Instruction A. Reproduce the passage of the economic briefing below from "The July trade" up to and including "inflation. Do we care?".

Selected passage.
↓↓↓

Of itself, this is not worth bothering with particularly. Sentiment polls are riven with political bias and the inflation expectations section will be guided by food and fuel prices, rather than the actual price burden faced by US households. However, the partisan breakdown is always illustrative, especially on the inflation expectations side.
The question is whether partisan bias is being overcome by economic circumstances. Confidence in a particular economic scenario changes if rising food and fuel prices push up Republican inflation expectations, or if changing perceptions about import prices lead to lower Democrat inflation expectations. From the UK, we have the monthly GDP data for July.
This data is just noise, but it fuels political noise, which is rather unfortunate. The UK economy has been the strongest performing G7 economy year to date, and so how growth fares at the start of the second half is of interest. Whether the monthly GDP data is of any use in telling economists what growth is doing at the start of the second half is a very uncertain point.
The July trade balance data needs to be considered in the context of precious metal flows, which have been rather complicated of late. From the glittering wonder that is the euro, we get final Spanish and French consumer price inflation. Do we care?
Listener, we do not. There is also a pontification of ECB speakers. Do we care?
Almost certainly not. The declaration that policy is currently in a good place made yesterday does not foster many expectations for interesting insights or controversial outlooks from the speakers today. That's all for today.

↑↑↑

Rows.
↓↓↓

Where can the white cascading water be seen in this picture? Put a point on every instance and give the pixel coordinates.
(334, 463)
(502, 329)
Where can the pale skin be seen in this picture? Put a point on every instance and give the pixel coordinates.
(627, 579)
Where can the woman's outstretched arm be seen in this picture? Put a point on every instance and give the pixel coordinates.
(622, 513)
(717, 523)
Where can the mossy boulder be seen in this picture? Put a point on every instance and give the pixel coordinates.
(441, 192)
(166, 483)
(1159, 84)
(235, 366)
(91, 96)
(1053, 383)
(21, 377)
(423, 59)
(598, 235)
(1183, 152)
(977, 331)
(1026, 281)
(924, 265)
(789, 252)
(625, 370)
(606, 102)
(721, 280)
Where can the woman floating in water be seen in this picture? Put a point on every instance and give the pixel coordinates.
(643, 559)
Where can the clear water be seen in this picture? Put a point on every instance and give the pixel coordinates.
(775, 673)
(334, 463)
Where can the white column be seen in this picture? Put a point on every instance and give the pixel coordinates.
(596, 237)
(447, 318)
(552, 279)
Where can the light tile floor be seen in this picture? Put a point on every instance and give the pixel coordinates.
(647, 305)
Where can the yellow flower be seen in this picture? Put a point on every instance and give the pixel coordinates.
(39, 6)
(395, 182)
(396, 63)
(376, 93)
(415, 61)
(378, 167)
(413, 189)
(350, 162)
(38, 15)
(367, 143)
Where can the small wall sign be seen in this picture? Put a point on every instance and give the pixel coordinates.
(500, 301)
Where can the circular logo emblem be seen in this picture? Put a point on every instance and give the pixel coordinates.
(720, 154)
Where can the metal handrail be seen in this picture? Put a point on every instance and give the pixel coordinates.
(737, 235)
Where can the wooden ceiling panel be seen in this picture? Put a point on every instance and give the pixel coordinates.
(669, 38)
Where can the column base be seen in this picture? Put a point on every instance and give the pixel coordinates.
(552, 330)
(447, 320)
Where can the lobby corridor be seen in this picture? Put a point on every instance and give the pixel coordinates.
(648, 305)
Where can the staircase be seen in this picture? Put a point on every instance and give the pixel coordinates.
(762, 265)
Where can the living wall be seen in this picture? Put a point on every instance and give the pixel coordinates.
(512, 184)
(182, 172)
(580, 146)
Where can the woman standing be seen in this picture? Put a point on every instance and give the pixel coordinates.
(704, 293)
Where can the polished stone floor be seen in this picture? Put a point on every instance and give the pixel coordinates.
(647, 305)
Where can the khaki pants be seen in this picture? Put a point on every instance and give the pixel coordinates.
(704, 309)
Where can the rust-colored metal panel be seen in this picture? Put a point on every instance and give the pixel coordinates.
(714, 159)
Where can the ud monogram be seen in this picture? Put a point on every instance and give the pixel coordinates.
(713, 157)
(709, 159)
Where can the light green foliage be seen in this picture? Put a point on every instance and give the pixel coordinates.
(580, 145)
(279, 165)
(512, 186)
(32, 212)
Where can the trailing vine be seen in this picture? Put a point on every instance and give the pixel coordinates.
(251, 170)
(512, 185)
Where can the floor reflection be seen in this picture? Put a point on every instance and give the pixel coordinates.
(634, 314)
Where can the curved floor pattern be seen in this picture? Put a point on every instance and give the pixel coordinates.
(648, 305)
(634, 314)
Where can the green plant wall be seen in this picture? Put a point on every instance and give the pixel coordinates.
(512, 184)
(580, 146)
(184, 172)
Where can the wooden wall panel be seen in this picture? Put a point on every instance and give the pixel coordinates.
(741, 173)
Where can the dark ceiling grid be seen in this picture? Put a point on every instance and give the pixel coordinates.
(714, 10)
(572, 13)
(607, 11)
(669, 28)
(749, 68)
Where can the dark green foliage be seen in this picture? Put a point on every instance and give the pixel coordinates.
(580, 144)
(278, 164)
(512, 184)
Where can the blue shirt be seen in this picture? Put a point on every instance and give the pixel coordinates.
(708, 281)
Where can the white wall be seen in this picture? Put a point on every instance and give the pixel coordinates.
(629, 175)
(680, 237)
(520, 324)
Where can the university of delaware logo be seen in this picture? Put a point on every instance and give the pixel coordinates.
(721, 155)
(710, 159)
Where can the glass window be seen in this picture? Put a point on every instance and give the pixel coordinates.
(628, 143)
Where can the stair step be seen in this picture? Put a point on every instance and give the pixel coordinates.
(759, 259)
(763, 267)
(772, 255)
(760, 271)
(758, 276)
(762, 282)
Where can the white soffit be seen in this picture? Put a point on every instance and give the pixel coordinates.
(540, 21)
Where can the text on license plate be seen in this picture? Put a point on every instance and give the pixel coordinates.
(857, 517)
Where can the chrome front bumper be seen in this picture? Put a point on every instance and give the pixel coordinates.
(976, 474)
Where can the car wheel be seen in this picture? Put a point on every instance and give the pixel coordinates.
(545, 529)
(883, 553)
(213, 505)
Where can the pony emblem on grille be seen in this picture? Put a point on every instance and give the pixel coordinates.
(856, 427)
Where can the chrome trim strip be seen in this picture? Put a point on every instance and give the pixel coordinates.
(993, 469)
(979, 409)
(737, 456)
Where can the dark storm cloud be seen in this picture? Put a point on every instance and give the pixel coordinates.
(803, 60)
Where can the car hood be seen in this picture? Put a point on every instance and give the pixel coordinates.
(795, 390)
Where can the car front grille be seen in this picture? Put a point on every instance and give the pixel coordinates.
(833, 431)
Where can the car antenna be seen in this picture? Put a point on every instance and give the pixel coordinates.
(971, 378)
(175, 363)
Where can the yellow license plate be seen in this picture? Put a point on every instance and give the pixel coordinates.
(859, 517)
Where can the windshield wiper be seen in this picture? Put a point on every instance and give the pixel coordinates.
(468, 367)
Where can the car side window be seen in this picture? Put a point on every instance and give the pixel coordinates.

↑↑↑
↓↓↓

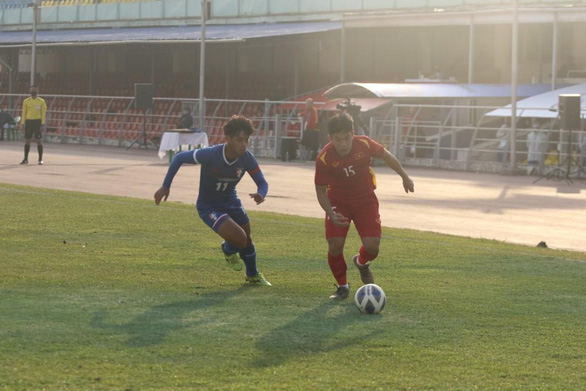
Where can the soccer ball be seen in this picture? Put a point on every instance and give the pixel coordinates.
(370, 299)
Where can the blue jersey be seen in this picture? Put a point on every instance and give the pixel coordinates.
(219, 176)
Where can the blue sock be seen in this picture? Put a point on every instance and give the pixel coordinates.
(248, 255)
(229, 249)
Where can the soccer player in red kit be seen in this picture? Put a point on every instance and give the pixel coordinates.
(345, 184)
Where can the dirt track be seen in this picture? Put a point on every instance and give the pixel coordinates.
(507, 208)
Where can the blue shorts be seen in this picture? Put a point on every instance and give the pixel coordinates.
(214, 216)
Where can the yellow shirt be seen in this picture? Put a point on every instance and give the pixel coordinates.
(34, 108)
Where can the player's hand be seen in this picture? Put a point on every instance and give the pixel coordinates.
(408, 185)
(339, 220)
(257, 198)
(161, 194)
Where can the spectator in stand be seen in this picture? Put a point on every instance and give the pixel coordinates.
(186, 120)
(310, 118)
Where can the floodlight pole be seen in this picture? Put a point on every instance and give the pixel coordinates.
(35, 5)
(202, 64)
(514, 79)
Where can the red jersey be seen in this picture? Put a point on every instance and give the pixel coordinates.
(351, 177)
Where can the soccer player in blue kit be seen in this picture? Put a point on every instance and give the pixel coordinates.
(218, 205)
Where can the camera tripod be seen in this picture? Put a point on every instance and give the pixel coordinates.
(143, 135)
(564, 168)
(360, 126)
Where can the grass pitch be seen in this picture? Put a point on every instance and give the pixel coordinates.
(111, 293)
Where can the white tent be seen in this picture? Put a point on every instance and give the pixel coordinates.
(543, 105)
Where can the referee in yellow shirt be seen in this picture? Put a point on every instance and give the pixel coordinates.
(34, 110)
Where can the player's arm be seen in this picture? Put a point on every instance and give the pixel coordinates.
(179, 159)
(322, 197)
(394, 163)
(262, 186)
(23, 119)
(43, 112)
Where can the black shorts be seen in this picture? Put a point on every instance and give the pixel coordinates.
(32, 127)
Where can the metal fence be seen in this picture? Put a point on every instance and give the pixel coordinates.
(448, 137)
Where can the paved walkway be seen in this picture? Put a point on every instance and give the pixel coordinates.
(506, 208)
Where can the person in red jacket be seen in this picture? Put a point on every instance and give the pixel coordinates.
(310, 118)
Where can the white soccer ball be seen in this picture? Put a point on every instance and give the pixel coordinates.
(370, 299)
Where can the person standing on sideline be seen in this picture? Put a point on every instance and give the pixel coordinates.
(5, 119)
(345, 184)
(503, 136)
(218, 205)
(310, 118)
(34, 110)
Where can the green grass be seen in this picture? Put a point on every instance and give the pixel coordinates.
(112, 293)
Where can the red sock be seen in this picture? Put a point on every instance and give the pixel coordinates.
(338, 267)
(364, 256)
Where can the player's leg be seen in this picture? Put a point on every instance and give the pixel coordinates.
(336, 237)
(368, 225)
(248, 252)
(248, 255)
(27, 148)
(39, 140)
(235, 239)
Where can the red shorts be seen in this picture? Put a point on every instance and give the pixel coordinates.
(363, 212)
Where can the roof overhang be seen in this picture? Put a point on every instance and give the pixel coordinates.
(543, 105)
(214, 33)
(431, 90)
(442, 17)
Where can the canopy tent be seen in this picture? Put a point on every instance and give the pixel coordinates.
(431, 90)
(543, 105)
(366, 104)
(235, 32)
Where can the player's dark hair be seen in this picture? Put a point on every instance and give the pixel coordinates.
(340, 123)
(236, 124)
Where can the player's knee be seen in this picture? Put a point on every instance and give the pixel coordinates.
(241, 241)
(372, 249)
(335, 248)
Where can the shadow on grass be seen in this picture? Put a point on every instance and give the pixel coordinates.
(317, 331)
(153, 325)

↑↑↑

Instruction B. Gather every row above that contains the word "sock", and copy each of those rows in full.

Expected output A.
The July trade balance data needs to be considered in the context of precious metal flows, which have been rather complicated of late. From the glittering wonder that is the euro, we get final Spanish and French consumer price inflation. Do we care?

Expected output B.
Where can the blue sock be seen in this picture? Put a point on every instance and give the pixel coordinates.
Where can the red sock be seen in this picture? Put a point on every instance and give the pixel coordinates.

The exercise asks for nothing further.